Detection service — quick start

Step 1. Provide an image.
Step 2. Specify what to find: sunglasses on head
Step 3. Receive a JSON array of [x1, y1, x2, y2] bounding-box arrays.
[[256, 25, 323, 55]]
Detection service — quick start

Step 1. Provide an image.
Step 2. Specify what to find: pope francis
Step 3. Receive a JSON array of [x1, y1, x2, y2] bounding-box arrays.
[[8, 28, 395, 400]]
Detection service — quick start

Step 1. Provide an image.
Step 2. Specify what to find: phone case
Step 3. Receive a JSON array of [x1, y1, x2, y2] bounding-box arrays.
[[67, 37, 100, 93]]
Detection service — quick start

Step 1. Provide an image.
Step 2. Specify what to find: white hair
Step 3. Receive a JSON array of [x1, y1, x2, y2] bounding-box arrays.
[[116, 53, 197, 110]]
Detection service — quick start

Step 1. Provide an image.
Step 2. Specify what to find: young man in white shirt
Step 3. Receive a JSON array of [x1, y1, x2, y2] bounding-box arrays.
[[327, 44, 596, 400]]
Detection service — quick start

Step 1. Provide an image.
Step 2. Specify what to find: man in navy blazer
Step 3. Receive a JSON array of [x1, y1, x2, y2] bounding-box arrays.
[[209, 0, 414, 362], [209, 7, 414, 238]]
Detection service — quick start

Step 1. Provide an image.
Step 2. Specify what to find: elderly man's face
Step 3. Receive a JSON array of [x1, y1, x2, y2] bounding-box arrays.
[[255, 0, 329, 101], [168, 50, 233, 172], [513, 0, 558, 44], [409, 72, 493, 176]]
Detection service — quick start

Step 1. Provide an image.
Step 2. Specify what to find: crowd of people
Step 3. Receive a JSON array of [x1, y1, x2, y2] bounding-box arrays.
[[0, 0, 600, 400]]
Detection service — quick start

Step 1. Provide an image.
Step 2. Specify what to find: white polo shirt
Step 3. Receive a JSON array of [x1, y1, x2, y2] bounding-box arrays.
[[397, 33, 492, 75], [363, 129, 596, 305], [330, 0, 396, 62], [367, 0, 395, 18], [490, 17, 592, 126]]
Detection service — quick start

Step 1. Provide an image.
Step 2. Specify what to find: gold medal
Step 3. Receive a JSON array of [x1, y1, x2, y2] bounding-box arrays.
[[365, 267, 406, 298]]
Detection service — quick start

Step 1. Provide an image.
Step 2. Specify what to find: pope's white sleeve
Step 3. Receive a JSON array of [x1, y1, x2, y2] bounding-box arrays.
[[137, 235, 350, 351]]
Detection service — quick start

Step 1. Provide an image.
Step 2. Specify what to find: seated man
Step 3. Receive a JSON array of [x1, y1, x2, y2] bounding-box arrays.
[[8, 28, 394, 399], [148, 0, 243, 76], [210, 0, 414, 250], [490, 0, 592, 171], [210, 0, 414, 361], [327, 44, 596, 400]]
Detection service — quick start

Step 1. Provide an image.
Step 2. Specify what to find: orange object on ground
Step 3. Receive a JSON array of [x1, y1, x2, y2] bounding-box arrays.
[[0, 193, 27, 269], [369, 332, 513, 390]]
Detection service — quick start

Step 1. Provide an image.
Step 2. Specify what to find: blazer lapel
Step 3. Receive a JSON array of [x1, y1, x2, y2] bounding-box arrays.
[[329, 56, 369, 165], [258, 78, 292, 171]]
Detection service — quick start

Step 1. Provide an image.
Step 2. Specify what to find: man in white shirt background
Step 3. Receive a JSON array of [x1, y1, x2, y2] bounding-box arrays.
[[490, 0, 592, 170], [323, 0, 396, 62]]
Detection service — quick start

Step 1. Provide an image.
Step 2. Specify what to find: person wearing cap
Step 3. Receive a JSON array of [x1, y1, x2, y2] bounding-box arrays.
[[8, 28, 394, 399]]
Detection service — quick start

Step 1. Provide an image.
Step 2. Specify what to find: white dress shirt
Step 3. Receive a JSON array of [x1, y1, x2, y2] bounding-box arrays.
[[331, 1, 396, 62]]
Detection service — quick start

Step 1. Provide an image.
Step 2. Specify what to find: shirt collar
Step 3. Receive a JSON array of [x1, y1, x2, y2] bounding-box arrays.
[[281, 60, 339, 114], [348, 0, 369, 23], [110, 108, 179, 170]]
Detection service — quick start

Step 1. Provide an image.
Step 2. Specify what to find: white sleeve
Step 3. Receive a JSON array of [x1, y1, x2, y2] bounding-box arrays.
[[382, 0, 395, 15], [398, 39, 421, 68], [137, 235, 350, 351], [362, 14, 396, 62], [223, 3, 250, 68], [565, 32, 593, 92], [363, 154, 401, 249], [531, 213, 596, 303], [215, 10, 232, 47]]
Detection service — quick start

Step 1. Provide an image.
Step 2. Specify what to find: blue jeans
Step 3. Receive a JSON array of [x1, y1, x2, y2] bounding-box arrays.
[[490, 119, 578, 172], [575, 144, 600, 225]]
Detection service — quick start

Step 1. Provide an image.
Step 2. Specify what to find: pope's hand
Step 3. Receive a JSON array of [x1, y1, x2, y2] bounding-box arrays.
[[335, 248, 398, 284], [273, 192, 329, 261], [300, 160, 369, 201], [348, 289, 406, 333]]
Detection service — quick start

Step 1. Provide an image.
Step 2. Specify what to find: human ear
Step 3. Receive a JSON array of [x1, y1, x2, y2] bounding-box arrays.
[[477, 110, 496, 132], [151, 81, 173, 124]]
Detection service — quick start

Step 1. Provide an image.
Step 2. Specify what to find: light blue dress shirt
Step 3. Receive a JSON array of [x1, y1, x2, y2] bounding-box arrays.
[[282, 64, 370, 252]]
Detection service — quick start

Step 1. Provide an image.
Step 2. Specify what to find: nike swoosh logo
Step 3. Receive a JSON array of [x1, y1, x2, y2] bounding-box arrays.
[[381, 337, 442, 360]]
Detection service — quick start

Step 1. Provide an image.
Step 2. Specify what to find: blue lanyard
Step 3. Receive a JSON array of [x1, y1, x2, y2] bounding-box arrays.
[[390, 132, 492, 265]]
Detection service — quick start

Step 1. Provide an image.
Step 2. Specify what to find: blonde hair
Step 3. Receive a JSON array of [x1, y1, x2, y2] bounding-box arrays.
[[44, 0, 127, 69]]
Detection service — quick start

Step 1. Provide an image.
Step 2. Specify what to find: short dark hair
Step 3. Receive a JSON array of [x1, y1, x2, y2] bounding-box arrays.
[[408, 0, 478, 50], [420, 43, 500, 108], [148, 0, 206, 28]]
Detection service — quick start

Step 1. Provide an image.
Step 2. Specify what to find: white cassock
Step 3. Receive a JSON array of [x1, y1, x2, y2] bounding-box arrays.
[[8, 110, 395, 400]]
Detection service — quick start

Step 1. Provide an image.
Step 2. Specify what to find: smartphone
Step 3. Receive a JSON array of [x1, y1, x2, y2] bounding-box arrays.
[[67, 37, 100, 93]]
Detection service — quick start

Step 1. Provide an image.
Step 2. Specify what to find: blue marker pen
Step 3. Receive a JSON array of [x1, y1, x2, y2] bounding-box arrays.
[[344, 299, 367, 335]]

■ **TO DO**: Report how many lines in the rows above contain the string "shirt", matching case exactly. Give only the number.

■ **EXPECTED ANSWER**: 6